Earlier in the year, Mintel Comperemedia identified four insurance marketing trends for 2018: courting consumer trust; fighting commoditization by redefining scope and repackaging; building AI savings and speed into underwriting, customer engagement and more; and competition via supplementary service and risk mitigation. AccuList USA’s insurance marketing clients will be interested in Mintel’s recent update on two of those predictions: trust messaging and expanded product scope.

» EXCERPTED RECORDS
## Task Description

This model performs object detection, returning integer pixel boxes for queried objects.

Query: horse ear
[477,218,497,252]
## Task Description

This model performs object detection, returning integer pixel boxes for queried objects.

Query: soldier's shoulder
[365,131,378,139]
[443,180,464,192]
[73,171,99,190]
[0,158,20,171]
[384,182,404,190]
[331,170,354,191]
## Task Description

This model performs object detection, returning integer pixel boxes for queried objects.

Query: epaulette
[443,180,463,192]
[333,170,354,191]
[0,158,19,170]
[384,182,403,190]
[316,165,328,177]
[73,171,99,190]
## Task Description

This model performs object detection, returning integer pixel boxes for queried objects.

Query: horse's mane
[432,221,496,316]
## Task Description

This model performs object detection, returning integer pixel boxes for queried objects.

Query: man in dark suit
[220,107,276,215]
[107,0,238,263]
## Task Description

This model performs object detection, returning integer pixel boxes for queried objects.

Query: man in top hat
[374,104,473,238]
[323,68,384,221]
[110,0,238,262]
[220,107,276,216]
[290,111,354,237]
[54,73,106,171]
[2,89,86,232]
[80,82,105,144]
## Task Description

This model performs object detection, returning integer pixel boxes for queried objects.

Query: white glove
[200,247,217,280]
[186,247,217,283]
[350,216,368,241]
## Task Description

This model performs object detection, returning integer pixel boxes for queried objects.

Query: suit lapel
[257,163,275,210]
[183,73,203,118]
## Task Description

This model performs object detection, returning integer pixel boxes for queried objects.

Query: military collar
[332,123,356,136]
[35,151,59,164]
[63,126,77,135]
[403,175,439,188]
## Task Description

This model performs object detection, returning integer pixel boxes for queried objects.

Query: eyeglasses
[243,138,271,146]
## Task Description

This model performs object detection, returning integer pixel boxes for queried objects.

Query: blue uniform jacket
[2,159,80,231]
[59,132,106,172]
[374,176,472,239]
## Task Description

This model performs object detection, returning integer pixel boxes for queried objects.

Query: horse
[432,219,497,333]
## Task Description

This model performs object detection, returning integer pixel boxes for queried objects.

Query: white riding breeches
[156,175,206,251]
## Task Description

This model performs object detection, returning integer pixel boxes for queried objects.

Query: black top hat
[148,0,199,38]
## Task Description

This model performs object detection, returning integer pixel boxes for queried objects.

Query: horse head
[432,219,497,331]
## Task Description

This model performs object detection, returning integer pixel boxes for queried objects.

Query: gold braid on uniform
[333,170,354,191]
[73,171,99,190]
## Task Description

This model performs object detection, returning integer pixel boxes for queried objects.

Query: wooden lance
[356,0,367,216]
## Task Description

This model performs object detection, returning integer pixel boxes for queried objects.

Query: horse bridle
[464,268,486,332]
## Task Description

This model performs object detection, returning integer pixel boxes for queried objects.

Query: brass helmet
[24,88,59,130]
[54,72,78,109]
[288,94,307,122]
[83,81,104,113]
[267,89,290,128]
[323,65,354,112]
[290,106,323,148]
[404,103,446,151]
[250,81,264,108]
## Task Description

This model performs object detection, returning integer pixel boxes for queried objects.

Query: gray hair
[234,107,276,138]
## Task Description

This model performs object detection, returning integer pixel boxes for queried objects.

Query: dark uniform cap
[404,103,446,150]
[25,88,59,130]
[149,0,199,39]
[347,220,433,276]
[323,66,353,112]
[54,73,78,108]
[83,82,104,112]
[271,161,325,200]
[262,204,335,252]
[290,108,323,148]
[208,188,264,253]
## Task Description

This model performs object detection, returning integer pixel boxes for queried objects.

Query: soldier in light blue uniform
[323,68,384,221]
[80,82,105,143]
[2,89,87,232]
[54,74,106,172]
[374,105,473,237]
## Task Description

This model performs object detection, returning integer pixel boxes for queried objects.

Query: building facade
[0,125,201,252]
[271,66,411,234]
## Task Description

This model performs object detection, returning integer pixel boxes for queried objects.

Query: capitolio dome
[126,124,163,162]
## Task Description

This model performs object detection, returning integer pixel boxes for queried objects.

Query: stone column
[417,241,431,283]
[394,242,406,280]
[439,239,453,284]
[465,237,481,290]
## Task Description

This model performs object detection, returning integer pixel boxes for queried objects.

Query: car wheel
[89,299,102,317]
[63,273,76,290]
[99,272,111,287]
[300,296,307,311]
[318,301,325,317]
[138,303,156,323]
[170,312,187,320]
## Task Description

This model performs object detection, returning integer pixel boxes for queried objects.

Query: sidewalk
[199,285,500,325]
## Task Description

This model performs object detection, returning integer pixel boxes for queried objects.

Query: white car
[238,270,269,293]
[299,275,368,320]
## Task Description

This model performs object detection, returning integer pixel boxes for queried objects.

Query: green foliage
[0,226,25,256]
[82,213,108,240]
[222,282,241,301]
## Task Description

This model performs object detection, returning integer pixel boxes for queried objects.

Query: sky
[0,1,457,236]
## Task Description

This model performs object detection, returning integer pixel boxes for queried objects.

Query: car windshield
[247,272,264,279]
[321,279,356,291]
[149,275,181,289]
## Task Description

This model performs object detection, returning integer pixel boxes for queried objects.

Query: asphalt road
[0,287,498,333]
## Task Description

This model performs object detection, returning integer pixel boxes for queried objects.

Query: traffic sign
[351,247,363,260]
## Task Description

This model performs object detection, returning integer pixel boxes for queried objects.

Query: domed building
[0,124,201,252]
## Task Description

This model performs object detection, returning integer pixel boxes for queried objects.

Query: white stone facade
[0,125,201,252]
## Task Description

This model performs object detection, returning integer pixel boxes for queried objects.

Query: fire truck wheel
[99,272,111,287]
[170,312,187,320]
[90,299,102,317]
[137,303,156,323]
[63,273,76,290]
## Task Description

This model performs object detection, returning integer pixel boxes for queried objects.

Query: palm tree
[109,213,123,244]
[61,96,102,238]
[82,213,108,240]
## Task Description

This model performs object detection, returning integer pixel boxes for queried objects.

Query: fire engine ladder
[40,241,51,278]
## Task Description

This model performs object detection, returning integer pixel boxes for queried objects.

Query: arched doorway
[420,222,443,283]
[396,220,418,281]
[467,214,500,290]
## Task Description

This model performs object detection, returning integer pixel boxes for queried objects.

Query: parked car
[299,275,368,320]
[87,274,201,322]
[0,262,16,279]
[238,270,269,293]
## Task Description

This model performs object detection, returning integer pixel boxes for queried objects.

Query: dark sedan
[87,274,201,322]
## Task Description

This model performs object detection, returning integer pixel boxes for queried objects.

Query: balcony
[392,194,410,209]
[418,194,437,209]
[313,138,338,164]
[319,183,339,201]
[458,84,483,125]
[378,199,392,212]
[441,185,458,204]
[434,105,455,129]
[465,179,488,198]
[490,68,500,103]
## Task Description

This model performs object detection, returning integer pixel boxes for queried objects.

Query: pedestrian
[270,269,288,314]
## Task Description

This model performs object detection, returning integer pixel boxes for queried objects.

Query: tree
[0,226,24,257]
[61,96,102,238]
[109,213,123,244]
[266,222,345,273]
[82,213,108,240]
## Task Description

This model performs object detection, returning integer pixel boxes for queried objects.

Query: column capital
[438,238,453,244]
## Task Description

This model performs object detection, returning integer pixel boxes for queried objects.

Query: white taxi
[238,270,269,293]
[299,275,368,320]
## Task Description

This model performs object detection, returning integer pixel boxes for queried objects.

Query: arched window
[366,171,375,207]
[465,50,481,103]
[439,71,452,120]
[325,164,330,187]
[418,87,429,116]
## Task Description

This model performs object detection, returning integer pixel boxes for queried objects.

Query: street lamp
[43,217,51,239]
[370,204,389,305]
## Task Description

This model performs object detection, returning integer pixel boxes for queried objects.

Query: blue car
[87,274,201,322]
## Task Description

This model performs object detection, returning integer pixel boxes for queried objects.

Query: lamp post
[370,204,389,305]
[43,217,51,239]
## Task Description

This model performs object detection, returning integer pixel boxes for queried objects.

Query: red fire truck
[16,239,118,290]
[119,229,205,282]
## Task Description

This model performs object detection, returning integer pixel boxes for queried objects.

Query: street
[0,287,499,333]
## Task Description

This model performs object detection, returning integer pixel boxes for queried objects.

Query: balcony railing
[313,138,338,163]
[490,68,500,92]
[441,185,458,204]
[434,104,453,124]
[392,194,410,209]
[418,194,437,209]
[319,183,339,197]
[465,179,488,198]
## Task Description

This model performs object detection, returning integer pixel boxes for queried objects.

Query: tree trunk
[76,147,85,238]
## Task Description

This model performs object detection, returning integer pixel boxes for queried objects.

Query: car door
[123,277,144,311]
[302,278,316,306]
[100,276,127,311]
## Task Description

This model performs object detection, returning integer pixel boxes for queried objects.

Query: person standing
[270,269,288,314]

» SET EXERCISE 1
Say whether each statement agrees with the insurance marketing text, marking each yes or no and quoting the deciding words of that text. (a) Mintel Comperemedia named four insurance marketing trends for 2018. (b) Mintel's recent update covers all four of its predictions. (c) Competition via supplementary service and risk mitigation is one of the trends.
» SET EXERCISE 2
Please go on with the insurance marketing text from where it stops.

» ANSWER 1
(a) Yes: "Mintel Comperemedia identified four insurance marketing trends for 2018"
(b) No: "Mintel’s recent update on two of those predictions"
(c) Yes: "competition via supplementary service and risk mitigation"

» ANSWER 2
Life Insurance Ad Campaigns & Direct Mail Woo Consumer Trust

While all types of personal insurance lines showed shifts in messaging to win consumer trust via simplification, education and transparency, Mintel especially notes life insurance efforts to close the financial literacy gap through content marketing, such as Allstate’s launch of an advertising campaign in July 2018 that reminded viewers “truth today is hard to find” and concluded TV ads with “Now that you know the truth, are you in Good Hands?” Likewise, insurers Humana, Gerber Life, Kaiser Permanente, State Farm, John Hancock and Mutual of Omaha revamped direct mail messaging with some form of the line “insurance can be confusing” and then offered simplified language to which consumers could more easily relate. Meanwhile, on-demand coverage from Trov, Duuo, Cuvva and Slice addressed consumers’ product transparency demand by offering real-time coverage for what consumers want when they want it.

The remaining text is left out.